* REQUIREMENT *
Write out, word for word, the stretch of the Magic Sort text from "What AI actually" through "That's called classification.".

TEXT SECTION: Begin

We emptied out a random pile of objects and Romane made her own categories: 'small things', 'for building'. Then she did two piles with a secret criterion I couldn't crack. Meryl sorted by what he liked, what he quite liked, and what he didn't like much.

The Magic Sort: classifying like an AI
DateMay 9, 2026
Target age3-7 yrs
Duration40 minutes
MaterialsEveryday objects from around the house, Sheets of paper, A pen or marker, A rug or floor space

Romane had written "Small things" on a sheet of paper.

Next to it, another one: "For building."

On the pink rug we'd put a box of tissues, a blue hanger, a belt, some keys, a toy phone, a red shovel, a plastic hammer and a pile of objects that hadn't asked to be there. Meryl mostly wanted his phone back.

Romane sorting objects on the pink rug, with her category sheets laid out

The pink rug, the objects, the categories. "Small things" on the left.

What AI actually does

When an AI recognises something (a photo of a cat, a spam email, an object), it looks for common features and sorts into categories. That's called classification.

But the real point is the criterion. Because the same object can belong to different groups depending on what you're looking at. A key can go in "small things," in "metal objects," in "things that open something," or in "things not to leave with Meryl." It all depends on the rule you choose.

An AI doesn't see everything. It looks at what it was trained to look at.

TEXT SECTION: End
MATERIAL PROVIDED: Begin

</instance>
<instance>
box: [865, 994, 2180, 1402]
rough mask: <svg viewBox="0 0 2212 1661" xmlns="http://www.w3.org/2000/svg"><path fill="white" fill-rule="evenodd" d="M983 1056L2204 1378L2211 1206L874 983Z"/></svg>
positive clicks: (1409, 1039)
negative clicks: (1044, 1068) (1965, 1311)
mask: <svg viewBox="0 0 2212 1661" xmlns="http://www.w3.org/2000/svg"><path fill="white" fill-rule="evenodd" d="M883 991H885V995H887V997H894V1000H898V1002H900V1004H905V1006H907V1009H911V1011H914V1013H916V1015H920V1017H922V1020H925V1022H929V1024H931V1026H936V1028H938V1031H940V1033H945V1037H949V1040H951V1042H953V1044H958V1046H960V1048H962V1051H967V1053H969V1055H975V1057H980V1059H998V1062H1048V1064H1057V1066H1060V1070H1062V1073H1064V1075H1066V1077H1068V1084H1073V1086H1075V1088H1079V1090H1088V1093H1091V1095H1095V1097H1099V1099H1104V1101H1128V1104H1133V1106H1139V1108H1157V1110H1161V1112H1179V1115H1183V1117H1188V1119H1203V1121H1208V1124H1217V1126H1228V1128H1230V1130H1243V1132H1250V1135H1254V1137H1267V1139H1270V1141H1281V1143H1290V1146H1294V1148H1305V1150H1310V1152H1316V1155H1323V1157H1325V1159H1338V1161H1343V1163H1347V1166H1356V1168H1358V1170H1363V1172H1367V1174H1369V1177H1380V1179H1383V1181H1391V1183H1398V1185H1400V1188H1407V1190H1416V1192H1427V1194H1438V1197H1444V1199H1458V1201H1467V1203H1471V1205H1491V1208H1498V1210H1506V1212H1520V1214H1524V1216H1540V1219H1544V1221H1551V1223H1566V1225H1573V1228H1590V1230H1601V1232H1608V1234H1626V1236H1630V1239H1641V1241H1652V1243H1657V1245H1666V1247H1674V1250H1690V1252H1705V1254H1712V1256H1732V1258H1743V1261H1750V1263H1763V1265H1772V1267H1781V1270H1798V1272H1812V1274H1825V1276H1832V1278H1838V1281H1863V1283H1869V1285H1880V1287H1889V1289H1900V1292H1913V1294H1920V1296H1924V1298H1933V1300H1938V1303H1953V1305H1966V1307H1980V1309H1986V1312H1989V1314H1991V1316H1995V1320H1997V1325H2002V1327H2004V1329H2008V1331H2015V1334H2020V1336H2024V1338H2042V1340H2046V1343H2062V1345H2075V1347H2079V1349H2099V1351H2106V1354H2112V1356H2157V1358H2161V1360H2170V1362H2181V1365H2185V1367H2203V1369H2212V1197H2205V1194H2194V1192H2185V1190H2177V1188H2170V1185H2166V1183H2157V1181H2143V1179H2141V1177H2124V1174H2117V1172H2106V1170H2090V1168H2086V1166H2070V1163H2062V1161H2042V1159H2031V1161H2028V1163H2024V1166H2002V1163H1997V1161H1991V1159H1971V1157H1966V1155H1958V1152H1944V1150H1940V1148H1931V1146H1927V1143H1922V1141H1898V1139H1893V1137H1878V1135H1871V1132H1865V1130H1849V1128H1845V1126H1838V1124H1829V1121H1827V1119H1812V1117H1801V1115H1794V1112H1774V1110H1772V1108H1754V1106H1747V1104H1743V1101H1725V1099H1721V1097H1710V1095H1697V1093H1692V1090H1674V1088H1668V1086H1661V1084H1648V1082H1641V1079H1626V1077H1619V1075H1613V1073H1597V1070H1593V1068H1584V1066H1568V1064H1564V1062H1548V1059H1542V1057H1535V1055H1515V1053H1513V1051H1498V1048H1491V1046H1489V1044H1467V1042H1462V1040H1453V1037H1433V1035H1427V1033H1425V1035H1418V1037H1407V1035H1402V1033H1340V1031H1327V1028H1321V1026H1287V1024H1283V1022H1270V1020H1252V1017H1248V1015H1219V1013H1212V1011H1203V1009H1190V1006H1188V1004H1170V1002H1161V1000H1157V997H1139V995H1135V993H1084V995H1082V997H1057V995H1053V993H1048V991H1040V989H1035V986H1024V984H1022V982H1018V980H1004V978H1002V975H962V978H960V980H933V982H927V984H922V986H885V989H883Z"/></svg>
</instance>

MATERIAL PROVIDED: End

* RESULT *
What AI actually does

When an AI recognises something (a photo of a cat, a spam email, an object), it looks for common features and sorts into categories. That's called classification.